----- TEXT SHOWN

Monday 22 September 2014

WELCOME TO R SIDE OF LIFE


We have many programming languages many build with different capabilities but we can all agree that most languages are multipurpose.(e.g. you can build a simple calculator using all/almost all programming languages), but when it comes to statistical programming R is the King. What is R ? R is a language and environment for statistical computing and graphics. It is a GNU project which is similar to the S language and environment which was developed at Bell Laboratories (formerly AT&T, now Lucent Technologies) by John Chambers and colleagues. R can be considered as a different implementation of S. There are some important differences, but much code written for S runs unaltered under R. I know you may be bored by this R and S language so this is my deal. I want you to follow up as I do/we do a simple statistical analysis on data obtained from WHO on TB burden estimate. To be specific we will analyze the estimated incidence of all types of TB in Kenya from 1990 to 2012.
This is what we are going to do in steps.
  1. We will download the data from WHO website.

----------
----- SOURCE MATERIAL

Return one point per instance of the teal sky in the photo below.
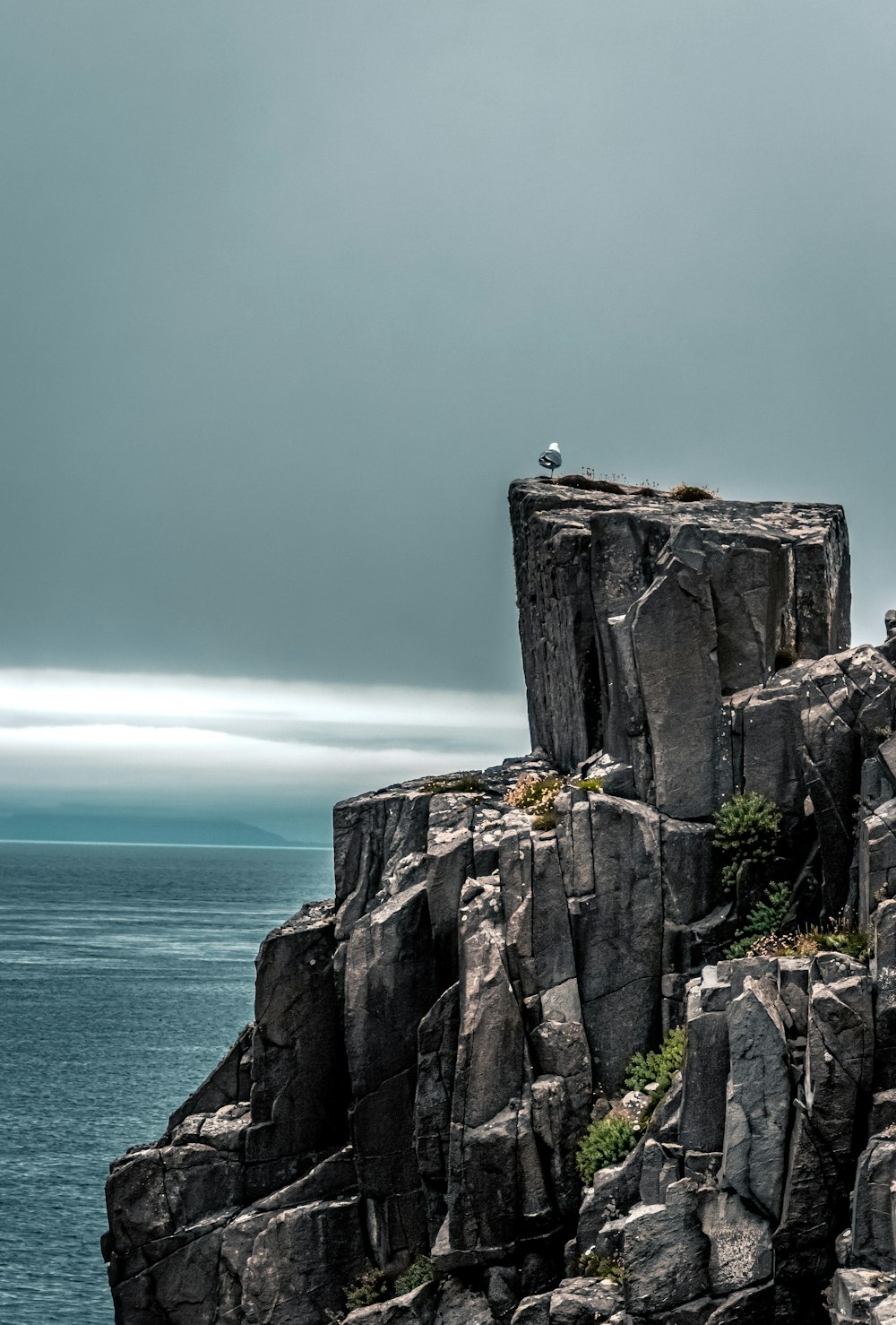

----------

DIRECTIVE 1:
Answer these questions about the post introducing R:
(a) At which laboratories was the S language developed?
(b) How does the post describe R in relation to S?
(c) Which country and which span of years does the planned analysis cover?
DIRECTIVE 2:
Go on with the post introducing R, picking up right after its final line.
You won't need the lines for anything here.

RIGHT ANSWER 1:
(a) Bell Laboratories (formerly AT&T, now Lucent Technologies).
(b) As a different implementation of S.
(c) Kenya, from 1990 to 2012.

RIGHT ANSWER 2:
  2. Upload it in R 
  3. Do some statistical analysis with the data 

Downloading the data

You can download data in R in different formats. This means data contained or saved using other programs such as SPSS and Excel can be easily be imported into R. In this case I would love to download my data directly into my disk and finally upload it to R. Note it’s also possible to download data directly into R (I will show you right now). My data is in CSV format (comma separated variable) which is one of the best formats to work with. Go to https://extranet.who.int/tme/generateCSV.asp?ds=estimates and download the data. (If you have installed R in Windows the default working directory (folder) is Documents so for those who have problem in specifying file path I would recommend you to move that file to Documents). You can get the working directory by typing this command getwd(). You can also set your working directory using this command setwd(“specify directory(folder)  path in here”). For those who would love to download the data directly try this. data.all = read.csv(“https://extranet.who.int/tme/generateCSV.asp?ds=estimates.csv”, header = T, sep = “,”)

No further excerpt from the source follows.